■ EXERCISE DESCRIPTION
List every line of the rows below that contains the word "face", copying each one in full. Case counts, so match only that exact capitalization.

■ MATERIAL TO PROCESS
────
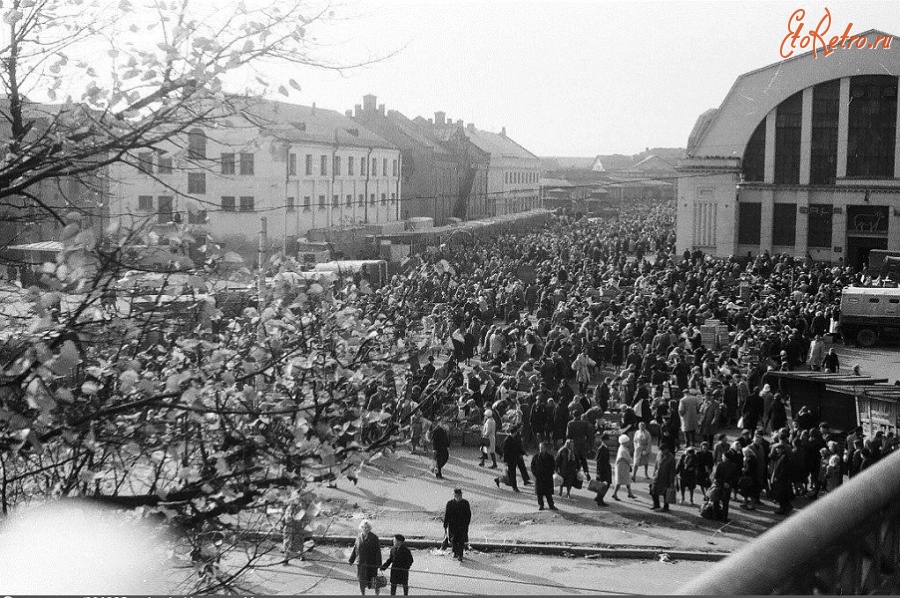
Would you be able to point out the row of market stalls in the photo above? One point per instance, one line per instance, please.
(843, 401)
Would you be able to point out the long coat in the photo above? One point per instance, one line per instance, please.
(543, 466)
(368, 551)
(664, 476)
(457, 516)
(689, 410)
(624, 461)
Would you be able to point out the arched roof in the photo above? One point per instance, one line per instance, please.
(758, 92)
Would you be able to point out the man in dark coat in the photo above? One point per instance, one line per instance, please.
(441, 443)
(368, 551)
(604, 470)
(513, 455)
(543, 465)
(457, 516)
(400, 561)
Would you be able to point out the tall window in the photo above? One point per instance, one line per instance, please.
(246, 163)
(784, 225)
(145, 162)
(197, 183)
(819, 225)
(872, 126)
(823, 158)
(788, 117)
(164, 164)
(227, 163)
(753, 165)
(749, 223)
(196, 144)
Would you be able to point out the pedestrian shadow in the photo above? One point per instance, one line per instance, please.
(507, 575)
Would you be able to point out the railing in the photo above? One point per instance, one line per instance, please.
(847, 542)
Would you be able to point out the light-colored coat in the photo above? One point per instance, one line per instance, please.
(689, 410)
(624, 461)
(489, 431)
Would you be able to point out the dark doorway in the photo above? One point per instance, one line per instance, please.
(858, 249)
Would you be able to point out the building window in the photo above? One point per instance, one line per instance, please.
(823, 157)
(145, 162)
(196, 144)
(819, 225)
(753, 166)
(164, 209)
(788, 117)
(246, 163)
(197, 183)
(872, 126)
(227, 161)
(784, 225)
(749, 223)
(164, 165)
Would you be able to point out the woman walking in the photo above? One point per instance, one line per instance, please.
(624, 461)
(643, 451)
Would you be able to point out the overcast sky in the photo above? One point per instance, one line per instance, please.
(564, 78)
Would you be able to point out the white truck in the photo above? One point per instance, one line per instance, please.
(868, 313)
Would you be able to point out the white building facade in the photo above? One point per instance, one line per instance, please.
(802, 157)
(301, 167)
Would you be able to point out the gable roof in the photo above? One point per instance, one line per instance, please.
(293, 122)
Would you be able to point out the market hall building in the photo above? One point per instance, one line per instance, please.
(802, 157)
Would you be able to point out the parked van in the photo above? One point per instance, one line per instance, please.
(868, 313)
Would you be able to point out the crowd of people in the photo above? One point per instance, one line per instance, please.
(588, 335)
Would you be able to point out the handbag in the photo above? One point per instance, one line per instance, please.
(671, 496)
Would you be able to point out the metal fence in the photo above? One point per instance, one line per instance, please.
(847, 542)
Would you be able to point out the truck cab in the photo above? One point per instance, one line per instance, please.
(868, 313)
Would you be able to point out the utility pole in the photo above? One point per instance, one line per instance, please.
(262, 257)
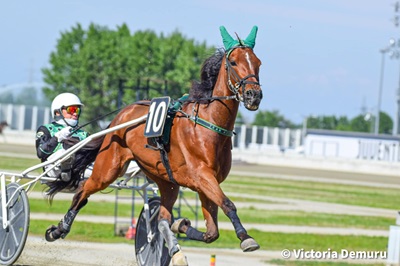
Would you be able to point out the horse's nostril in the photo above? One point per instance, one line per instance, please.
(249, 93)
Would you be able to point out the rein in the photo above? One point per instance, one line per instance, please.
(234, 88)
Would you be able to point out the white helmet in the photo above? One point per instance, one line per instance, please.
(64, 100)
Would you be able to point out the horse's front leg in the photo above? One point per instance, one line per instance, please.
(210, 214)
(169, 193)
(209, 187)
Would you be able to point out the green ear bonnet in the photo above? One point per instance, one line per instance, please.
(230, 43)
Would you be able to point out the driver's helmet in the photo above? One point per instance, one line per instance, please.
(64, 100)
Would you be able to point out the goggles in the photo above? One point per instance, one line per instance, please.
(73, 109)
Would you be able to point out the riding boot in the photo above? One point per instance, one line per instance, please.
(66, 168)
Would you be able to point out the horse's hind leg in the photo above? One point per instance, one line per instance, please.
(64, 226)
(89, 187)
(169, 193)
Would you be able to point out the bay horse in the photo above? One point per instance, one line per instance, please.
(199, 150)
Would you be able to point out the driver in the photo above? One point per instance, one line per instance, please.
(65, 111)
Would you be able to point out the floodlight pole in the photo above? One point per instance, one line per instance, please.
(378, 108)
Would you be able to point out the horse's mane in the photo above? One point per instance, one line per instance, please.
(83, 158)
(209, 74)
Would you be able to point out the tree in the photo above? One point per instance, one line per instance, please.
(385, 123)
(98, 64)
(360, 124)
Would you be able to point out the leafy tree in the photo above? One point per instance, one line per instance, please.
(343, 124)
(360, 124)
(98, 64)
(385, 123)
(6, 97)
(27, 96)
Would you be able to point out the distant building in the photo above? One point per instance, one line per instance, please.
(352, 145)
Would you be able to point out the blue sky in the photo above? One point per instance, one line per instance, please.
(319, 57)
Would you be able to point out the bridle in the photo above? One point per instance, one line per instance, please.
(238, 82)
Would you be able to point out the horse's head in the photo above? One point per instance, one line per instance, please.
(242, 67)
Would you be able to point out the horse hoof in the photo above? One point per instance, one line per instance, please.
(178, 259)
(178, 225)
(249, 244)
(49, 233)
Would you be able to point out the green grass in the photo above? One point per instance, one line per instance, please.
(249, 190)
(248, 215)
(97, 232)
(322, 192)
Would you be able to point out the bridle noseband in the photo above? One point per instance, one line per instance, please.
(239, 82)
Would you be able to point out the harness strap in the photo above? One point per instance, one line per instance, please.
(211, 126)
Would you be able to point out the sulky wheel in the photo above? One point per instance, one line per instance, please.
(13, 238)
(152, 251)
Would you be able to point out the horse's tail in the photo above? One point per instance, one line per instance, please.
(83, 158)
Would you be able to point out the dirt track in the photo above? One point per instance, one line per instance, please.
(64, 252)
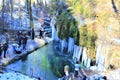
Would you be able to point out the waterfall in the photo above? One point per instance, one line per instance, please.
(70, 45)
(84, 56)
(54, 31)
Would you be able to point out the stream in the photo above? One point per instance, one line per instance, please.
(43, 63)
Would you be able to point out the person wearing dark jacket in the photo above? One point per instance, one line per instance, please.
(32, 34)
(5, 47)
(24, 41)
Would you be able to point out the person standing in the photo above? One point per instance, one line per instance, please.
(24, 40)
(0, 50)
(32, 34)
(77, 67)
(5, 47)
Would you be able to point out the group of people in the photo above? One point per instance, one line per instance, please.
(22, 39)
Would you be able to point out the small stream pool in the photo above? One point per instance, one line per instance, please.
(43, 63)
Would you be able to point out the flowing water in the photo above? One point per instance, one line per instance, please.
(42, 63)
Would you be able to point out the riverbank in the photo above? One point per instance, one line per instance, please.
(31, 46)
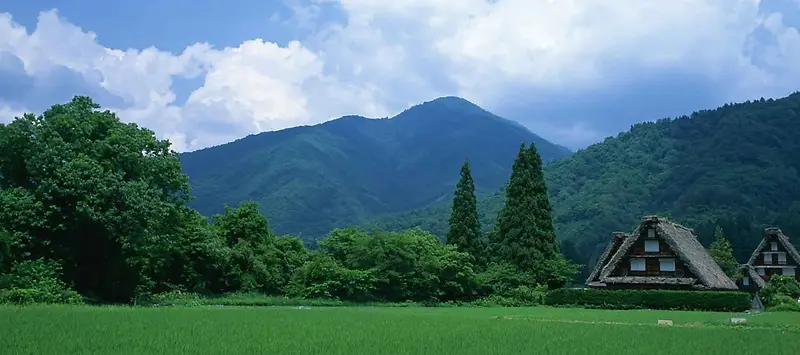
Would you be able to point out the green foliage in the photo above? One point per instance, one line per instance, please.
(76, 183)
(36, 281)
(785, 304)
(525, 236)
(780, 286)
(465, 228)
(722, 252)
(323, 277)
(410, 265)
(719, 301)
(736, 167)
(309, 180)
────
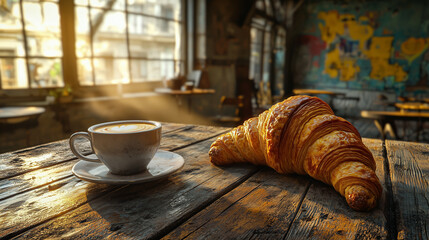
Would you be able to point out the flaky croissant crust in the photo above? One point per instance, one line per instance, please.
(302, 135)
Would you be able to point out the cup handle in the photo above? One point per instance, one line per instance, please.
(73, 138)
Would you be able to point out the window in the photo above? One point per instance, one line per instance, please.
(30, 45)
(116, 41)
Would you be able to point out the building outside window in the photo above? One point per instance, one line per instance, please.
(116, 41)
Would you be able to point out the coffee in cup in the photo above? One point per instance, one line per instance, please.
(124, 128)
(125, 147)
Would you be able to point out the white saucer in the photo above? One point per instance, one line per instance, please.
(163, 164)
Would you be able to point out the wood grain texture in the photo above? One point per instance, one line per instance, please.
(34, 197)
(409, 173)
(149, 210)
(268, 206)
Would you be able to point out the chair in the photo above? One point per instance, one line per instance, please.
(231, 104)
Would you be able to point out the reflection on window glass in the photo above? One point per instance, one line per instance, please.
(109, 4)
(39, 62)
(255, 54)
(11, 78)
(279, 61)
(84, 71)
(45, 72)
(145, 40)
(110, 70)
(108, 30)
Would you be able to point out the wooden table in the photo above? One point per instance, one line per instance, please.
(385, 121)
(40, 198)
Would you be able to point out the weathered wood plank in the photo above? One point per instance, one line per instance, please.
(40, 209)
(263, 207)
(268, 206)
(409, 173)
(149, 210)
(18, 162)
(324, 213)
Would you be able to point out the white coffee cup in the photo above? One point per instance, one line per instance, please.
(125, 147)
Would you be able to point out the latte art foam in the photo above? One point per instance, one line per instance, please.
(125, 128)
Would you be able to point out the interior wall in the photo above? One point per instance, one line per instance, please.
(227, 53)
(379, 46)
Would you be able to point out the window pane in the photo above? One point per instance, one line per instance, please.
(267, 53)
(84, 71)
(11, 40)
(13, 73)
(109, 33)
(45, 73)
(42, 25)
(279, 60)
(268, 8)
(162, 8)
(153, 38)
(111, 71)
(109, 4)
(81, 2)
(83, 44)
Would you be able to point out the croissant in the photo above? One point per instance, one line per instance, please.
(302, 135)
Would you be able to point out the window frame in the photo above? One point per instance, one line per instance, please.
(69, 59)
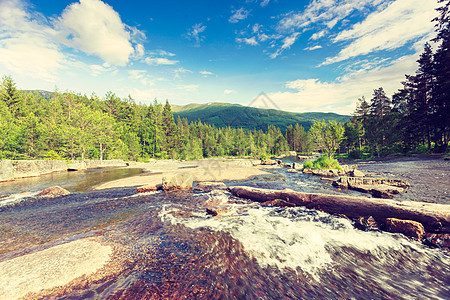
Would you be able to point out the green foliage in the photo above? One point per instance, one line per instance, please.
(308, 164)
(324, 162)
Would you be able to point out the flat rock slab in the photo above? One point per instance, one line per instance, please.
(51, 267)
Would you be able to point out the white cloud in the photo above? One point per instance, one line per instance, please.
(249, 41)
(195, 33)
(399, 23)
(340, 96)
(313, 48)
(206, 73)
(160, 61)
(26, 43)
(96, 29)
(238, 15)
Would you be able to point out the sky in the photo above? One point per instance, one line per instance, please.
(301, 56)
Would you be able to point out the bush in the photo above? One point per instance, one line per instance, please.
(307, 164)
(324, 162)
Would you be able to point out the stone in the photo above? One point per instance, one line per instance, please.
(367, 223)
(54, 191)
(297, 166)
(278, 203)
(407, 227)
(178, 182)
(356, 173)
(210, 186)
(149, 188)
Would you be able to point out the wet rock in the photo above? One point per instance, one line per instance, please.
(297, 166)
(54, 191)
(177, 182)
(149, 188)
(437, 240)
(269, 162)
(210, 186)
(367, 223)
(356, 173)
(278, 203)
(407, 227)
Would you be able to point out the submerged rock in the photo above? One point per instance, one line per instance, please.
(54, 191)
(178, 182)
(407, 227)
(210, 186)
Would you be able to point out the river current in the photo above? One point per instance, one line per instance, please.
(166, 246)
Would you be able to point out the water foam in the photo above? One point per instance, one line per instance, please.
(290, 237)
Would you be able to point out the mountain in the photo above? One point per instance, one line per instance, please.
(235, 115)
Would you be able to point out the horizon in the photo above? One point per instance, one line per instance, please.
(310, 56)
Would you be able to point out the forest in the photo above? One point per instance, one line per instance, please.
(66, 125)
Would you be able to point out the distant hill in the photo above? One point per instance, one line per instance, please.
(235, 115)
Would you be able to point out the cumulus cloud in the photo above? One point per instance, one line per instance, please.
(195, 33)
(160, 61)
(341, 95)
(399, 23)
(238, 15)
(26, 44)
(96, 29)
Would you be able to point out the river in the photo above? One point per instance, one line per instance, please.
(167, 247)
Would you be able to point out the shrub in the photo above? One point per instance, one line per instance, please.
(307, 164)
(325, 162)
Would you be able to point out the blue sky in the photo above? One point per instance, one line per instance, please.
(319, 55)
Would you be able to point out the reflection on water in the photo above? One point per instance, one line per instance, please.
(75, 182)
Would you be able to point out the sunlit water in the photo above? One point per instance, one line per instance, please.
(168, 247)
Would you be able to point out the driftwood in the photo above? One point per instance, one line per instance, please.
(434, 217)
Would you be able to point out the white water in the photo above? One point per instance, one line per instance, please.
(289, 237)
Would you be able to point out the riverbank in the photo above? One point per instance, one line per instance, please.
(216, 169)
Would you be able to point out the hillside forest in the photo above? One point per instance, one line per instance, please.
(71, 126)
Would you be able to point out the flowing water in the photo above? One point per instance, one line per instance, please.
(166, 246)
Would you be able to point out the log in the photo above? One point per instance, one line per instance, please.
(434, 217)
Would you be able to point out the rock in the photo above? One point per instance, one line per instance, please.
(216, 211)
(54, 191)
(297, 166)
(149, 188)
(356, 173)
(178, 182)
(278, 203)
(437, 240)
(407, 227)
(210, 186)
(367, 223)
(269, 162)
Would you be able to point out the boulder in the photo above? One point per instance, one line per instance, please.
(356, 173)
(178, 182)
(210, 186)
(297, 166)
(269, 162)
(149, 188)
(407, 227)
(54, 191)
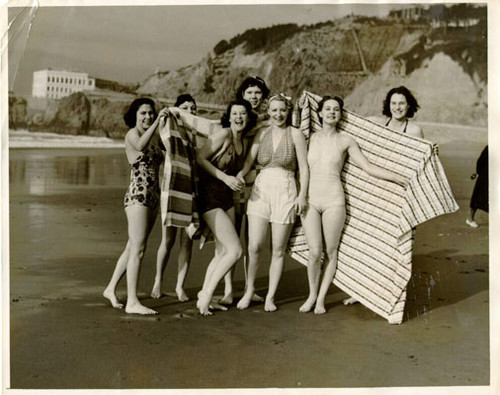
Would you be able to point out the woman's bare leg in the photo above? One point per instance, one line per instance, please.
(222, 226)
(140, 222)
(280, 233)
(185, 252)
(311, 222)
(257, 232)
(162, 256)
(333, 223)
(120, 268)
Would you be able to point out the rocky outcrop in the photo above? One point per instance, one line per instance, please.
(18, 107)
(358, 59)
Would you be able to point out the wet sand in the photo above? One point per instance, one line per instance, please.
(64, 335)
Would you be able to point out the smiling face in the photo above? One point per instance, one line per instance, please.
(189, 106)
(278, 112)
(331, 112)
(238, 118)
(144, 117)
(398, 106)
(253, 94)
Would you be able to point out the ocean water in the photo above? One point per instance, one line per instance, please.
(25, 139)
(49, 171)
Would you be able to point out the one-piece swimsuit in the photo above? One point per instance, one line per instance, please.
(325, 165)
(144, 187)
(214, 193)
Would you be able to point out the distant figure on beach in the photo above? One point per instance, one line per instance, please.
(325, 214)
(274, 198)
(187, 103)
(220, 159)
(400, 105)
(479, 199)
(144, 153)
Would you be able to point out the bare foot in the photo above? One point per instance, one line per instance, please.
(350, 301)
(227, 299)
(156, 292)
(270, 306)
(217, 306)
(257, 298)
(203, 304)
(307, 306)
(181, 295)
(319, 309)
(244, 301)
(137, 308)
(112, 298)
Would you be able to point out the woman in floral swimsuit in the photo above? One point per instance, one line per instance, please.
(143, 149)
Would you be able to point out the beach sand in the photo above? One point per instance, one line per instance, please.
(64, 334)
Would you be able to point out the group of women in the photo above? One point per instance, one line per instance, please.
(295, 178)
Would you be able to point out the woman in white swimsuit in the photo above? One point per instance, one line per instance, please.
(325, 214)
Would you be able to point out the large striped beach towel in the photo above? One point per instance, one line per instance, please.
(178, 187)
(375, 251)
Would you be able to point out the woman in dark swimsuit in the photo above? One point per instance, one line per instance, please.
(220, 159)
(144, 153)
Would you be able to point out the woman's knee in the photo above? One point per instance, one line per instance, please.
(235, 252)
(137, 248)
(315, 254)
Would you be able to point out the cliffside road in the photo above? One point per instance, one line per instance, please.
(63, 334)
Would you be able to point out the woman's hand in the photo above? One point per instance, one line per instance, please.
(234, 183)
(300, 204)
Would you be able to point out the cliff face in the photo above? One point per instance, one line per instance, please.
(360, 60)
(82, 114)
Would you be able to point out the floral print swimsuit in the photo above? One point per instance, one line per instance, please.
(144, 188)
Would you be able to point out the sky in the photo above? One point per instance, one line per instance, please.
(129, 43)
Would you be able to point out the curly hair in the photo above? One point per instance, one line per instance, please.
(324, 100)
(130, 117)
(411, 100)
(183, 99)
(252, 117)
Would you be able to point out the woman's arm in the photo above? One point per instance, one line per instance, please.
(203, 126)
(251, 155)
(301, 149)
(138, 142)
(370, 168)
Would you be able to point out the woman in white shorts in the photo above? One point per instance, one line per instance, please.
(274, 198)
────
■ SOLUTION FOR THIS TASK
Would you be able to point out the smiling face in the photo above? One point per instance, one line per instance, please.
Would you be able to point out the cliff face in the photo above? One point per instance, one line per instance, please.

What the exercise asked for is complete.